━━━━━ Dataset ━━━━━

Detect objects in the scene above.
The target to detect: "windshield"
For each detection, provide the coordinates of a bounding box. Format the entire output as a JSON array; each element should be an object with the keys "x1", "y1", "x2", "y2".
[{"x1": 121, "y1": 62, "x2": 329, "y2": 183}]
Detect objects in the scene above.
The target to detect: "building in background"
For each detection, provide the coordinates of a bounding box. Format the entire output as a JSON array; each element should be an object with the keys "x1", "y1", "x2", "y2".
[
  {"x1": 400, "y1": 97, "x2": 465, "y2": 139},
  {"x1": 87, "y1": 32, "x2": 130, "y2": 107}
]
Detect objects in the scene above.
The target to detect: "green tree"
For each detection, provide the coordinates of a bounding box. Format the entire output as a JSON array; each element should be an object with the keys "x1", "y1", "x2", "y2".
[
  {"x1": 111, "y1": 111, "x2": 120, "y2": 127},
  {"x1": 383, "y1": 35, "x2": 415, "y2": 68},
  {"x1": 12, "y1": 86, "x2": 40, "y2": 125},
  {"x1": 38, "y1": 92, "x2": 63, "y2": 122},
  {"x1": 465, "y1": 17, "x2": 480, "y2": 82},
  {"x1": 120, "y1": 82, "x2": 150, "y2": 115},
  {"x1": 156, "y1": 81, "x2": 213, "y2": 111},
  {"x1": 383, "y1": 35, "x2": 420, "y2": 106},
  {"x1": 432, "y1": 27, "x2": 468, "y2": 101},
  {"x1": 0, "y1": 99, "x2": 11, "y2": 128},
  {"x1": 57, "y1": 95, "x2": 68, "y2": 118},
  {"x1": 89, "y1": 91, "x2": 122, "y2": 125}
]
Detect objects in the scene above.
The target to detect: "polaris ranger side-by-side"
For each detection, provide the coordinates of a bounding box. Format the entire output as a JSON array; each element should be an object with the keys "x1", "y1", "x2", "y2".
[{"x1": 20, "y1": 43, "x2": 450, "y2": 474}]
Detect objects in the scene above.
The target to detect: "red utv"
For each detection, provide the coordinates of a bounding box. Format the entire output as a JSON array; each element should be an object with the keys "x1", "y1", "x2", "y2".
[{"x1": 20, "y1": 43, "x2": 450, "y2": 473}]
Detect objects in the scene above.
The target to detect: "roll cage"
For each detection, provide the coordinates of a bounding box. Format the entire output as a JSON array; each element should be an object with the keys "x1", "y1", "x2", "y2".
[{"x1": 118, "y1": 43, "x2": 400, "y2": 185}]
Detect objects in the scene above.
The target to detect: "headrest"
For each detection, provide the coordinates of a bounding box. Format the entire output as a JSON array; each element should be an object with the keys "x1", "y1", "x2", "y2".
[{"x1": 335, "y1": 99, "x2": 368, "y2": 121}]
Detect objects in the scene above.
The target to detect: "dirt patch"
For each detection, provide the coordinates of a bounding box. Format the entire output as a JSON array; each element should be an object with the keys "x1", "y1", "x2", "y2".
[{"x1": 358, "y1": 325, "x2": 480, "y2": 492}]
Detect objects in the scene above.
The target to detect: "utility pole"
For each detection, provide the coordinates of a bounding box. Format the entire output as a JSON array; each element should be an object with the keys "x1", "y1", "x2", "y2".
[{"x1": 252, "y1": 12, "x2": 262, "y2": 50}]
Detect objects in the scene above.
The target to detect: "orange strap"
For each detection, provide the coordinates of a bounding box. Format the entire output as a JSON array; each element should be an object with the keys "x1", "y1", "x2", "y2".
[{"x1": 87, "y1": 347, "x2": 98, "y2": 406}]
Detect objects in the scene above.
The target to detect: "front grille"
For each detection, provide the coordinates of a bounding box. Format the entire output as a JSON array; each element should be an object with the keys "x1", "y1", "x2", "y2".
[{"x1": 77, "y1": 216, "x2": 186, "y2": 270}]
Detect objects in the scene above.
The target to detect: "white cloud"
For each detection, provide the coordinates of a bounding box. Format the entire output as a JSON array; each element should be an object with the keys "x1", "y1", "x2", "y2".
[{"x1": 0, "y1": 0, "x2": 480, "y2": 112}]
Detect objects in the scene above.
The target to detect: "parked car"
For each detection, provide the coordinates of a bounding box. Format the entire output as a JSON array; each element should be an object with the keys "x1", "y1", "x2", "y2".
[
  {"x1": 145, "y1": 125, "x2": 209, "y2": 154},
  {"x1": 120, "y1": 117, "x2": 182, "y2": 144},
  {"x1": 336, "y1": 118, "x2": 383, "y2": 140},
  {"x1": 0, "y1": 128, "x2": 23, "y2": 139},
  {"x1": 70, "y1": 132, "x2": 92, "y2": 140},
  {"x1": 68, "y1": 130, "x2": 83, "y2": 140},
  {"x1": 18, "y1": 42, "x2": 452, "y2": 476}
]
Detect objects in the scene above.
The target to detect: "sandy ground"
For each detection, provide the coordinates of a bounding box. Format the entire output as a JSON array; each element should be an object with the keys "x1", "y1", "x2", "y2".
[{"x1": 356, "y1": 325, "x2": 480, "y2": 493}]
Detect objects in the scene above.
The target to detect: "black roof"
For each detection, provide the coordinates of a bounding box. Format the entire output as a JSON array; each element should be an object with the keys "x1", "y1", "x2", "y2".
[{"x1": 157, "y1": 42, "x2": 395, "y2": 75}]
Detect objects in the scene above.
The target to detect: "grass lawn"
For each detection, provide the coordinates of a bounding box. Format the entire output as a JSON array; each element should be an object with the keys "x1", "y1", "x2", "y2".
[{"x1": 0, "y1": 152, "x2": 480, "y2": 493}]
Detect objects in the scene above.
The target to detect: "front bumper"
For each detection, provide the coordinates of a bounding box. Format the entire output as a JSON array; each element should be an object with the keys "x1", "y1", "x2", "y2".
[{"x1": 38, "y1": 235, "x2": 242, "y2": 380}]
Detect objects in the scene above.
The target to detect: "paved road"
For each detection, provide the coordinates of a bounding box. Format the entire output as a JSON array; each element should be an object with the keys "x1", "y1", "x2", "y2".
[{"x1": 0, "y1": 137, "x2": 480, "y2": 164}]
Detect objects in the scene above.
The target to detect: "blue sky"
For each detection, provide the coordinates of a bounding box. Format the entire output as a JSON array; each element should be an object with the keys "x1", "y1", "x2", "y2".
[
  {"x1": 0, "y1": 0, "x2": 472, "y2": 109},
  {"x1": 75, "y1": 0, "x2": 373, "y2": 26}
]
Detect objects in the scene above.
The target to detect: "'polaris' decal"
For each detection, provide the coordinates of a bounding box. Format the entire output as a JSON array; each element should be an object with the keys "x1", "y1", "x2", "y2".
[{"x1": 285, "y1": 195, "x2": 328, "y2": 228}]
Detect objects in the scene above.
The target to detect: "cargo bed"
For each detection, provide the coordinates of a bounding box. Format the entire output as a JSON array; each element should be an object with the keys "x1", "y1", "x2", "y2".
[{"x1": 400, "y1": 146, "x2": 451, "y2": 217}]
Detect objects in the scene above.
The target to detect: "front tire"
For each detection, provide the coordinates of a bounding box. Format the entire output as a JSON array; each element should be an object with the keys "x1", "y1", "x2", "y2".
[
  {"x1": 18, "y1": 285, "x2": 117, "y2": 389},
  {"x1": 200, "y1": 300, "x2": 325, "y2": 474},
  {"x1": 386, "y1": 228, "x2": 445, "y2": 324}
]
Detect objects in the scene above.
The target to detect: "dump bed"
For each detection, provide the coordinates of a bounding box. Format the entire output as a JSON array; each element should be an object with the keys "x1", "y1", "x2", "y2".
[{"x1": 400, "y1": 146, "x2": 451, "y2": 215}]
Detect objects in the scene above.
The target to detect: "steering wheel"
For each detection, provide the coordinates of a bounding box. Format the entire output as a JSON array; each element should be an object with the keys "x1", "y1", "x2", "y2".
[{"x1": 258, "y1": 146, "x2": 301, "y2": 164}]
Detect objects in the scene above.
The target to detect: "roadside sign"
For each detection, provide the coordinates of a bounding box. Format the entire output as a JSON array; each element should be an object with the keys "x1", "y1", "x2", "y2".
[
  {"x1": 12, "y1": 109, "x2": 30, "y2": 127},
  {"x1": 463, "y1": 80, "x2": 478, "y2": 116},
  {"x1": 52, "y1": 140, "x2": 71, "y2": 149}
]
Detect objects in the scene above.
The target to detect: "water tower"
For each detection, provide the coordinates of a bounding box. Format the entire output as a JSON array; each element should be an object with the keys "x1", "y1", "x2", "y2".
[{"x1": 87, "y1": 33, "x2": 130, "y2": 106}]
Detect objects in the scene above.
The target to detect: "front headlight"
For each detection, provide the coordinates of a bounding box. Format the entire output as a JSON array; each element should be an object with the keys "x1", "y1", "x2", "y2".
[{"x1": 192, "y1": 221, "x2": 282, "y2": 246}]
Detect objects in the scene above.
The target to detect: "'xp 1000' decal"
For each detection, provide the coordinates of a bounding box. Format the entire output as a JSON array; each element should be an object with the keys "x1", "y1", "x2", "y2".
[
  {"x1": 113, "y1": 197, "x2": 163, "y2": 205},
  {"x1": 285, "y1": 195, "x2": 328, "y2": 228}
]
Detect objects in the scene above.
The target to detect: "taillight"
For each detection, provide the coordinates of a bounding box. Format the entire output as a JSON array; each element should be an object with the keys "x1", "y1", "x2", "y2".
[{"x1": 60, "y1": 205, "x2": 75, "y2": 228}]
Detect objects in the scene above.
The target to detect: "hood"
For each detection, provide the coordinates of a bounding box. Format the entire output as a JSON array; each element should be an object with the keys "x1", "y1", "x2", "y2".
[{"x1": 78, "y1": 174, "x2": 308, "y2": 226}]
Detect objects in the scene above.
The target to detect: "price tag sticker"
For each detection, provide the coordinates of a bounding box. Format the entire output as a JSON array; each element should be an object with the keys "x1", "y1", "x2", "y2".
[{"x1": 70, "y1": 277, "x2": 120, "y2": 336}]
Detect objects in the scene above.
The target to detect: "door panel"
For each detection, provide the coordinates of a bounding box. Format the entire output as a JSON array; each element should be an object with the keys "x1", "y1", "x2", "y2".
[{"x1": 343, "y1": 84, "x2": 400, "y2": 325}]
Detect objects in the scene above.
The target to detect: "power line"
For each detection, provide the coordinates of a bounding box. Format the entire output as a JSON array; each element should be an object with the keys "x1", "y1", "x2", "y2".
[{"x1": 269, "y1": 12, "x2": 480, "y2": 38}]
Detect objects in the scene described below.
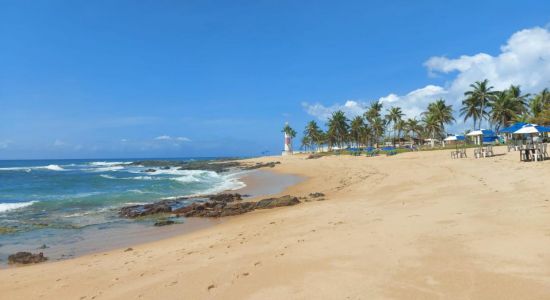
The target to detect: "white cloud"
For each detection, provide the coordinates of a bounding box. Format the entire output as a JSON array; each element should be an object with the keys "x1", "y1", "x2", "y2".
[
  {"x1": 53, "y1": 139, "x2": 67, "y2": 147},
  {"x1": 302, "y1": 100, "x2": 367, "y2": 121},
  {"x1": 176, "y1": 136, "x2": 191, "y2": 142},
  {"x1": 303, "y1": 27, "x2": 550, "y2": 127},
  {"x1": 155, "y1": 135, "x2": 191, "y2": 142},
  {"x1": 0, "y1": 140, "x2": 13, "y2": 149},
  {"x1": 155, "y1": 135, "x2": 172, "y2": 141}
]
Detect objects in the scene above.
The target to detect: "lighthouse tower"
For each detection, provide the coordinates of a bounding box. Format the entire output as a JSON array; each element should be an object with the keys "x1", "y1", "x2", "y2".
[{"x1": 283, "y1": 122, "x2": 292, "y2": 155}]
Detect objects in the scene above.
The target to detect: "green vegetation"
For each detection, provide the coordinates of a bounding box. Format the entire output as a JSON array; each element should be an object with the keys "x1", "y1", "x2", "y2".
[{"x1": 298, "y1": 79, "x2": 550, "y2": 151}]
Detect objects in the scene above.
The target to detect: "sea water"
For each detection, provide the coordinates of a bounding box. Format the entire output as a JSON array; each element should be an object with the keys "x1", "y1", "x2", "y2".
[{"x1": 0, "y1": 159, "x2": 244, "y2": 260}]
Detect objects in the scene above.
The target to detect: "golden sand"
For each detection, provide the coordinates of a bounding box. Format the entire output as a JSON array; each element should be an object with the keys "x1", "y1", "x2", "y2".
[{"x1": 0, "y1": 147, "x2": 550, "y2": 299}]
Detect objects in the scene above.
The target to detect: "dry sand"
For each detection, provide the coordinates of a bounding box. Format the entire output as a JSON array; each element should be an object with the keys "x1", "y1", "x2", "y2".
[{"x1": 0, "y1": 147, "x2": 550, "y2": 299}]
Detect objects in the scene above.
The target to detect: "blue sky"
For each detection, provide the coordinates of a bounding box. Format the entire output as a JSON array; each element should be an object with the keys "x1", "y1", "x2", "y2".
[{"x1": 0, "y1": 0, "x2": 550, "y2": 159}]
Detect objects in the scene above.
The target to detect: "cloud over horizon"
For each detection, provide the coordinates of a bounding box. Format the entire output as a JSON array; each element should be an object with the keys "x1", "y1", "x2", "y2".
[{"x1": 302, "y1": 27, "x2": 550, "y2": 129}]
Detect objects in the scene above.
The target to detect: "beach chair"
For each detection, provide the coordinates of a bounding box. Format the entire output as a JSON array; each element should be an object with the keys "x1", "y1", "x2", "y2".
[
  {"x1": 474, "y1": 148, "x2": 482, "y2": 158},
  {"x1": 460, "y1": 148, "x2": 468, "y2": 158},
  {"x1": 533, "y1": 144, "x2": 544, "y2": 161}
]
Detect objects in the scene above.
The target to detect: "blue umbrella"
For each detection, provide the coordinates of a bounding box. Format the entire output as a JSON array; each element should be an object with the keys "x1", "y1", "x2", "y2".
[{"x1": 514, "y1": 124, "x2": 550, "y2": 134}]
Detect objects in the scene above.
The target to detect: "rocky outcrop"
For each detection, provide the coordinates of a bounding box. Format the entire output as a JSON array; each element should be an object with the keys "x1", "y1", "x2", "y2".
[
  {"x1": 256, "y1": 195, "x2": 300, "y2": 209},
  {"x1": 118, "y1": 193, "x2": 242, "y2": 219},
  {"x1": 129, "y1": 160, "x2": 280, "y2": 173},
  {"x1": 153, "y1": 220, "x2": 176, "y2": 227},
  {"x1": 174, "y1": 202, "x2": 255, "y2": 218},
  {"x1": 174, "y1": 195, "x2": 300, "y2": 218},
  {"x1": 8, "y1": 252, "x2": 48, "y2": 265},
  {"x1": 118, "y1": 200, "x2": 177, "y2": 219},
  {"x1": 208, "y1": 193, "x2": 242, "y2": 203},
  {"x1": 119, "y1": 193, "x2": 300, "y2": 219},
  {"x1": 242, "y1": 161, "x2": 281, "y2": 170},
  {"x1": 309, "y1": 192, "x2": 325, "y2": 198}
]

━━━━━

> **What is being asked**: List every line of the data above that contains the string "green". Case counts.

> **Answer to this exercise**:
The target to detect: "green tree"
The target to detect: "green vegetation"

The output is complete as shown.